[Brief 1]
Please extract from the Meg Ryan passage the words starting with "The new version" and going on through "this, the 1950s?".
[Brief 2]
List every person named in the Meg Ryan passage.

## START Document excerpt

The new version of The Women is about to open and "update" that classic 30s catfight. I'm holding my breath and potentially my nose. We'll see. But while we're here I thought we should travel back in time to a moment when few people inexplicably hated on Meg Ryan. She was once as loved as Julia or Sandra ... neither of whom were ever so roundly despised once they were past their prime. Pundits often cite Meg's affair with Russell Crowe as her public/media/career downfall and though we agree that sleeping with Crowe is disgusting when you could be snuggled up to Dennis Quaid, how is that a valid explanation for the 180º public/media response. What is this, the 1950s?

## END Document excerpt
## START Stored data

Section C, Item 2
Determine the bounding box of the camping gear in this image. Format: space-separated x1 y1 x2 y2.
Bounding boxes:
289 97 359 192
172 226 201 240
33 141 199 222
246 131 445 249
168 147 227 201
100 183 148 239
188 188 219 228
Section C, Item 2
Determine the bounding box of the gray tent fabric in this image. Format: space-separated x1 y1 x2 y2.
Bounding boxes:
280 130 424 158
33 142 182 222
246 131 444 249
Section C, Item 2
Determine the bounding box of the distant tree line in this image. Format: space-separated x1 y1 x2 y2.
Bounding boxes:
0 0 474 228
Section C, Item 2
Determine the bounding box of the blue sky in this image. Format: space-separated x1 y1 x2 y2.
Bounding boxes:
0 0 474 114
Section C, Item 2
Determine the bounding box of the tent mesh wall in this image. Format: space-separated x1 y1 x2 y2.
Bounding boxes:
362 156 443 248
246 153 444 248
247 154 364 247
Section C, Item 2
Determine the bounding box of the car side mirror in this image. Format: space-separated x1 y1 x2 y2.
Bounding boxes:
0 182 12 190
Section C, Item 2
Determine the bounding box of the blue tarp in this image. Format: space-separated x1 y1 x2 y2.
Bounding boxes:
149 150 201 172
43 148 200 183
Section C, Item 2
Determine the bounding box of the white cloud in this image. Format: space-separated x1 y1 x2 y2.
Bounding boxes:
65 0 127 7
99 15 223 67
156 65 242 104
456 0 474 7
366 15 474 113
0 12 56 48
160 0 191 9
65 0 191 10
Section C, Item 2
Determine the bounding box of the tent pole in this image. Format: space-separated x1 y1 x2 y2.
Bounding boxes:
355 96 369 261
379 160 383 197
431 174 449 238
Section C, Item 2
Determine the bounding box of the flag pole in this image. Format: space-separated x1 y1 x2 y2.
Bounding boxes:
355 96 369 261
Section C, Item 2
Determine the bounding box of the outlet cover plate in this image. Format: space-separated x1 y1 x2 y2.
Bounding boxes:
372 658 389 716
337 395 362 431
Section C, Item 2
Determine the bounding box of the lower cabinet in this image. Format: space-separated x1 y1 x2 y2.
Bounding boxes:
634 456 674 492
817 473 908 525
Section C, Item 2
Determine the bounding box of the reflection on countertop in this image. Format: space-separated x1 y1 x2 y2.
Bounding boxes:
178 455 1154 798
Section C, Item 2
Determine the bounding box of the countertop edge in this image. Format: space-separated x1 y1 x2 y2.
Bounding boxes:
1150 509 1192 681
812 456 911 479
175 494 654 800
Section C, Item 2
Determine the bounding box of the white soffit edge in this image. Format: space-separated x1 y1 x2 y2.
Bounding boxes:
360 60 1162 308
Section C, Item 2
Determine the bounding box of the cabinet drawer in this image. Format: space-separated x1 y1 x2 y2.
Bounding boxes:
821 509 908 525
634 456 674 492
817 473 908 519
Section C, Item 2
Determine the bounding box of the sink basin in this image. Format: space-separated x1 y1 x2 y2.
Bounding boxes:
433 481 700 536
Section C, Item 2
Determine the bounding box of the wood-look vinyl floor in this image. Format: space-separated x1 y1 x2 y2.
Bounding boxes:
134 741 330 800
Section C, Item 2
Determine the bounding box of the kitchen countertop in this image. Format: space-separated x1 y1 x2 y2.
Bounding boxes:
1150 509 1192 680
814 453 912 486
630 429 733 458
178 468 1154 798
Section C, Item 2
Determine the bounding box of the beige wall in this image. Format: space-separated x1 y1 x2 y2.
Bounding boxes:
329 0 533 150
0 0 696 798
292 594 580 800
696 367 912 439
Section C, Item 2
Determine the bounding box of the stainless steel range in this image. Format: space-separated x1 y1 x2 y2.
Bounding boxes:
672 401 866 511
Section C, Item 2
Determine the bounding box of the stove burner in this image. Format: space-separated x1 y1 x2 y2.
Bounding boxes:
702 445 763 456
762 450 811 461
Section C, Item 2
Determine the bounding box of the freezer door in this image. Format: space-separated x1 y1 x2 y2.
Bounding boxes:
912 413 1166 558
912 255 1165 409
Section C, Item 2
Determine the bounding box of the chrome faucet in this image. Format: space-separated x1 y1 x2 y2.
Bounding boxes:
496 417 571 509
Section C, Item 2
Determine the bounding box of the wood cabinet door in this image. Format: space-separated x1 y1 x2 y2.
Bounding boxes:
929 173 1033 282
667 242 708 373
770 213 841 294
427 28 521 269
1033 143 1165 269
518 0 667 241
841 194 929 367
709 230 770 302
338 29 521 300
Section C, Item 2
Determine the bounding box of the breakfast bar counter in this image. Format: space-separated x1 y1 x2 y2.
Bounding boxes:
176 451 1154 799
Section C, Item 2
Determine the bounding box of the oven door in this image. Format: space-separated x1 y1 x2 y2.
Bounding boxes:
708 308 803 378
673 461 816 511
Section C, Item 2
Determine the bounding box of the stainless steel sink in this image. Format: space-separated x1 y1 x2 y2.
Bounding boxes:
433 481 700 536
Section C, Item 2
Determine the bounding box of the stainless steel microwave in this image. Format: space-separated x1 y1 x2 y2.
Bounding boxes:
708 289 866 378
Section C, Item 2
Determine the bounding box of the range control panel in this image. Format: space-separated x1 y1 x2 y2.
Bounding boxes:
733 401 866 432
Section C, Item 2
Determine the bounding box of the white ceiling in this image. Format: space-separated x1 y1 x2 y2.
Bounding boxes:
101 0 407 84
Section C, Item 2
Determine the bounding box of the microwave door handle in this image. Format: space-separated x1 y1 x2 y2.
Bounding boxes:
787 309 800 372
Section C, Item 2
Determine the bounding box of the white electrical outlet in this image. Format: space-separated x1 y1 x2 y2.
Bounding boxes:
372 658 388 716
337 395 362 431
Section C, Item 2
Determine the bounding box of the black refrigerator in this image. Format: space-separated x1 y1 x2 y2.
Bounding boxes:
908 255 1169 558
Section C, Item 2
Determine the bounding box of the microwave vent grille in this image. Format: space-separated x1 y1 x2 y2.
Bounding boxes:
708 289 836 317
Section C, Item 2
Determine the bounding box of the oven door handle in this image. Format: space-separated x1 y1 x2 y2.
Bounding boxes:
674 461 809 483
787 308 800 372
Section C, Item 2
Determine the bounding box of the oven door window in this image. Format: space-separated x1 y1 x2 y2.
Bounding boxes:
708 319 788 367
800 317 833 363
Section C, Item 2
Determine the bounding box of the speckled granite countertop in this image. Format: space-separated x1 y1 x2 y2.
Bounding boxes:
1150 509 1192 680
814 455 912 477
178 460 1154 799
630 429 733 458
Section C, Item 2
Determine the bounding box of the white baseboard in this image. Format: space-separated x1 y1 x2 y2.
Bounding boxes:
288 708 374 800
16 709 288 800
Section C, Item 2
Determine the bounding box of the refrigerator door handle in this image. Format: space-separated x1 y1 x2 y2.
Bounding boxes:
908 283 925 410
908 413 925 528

## END Stored data

[Result 1]
The new version of The Women is about to open and "update" that classic 30s catfight. I'm holding my breath and potentially my nose. We'll see. But while we're here I thought we should travel back in time to a moment when few people inexplicably hated on Meg Ryan. She was once as loved as Julia or Sandra ... neither of whom were ever so roundly despised once they were past their prime. Pundits often cite Meg's affair with Russell Crowe as her public/media/career downfall and though we agree that sleeping with Crowe is disgusting when you could be snuggled up to Dennis Quaid, how is that a valid explanation for the 180º public/media response. What is this, the 1950s?

[Result 2]
Meg Ryan
Julia
Sandra
Russell Crowe
Dennis Quaid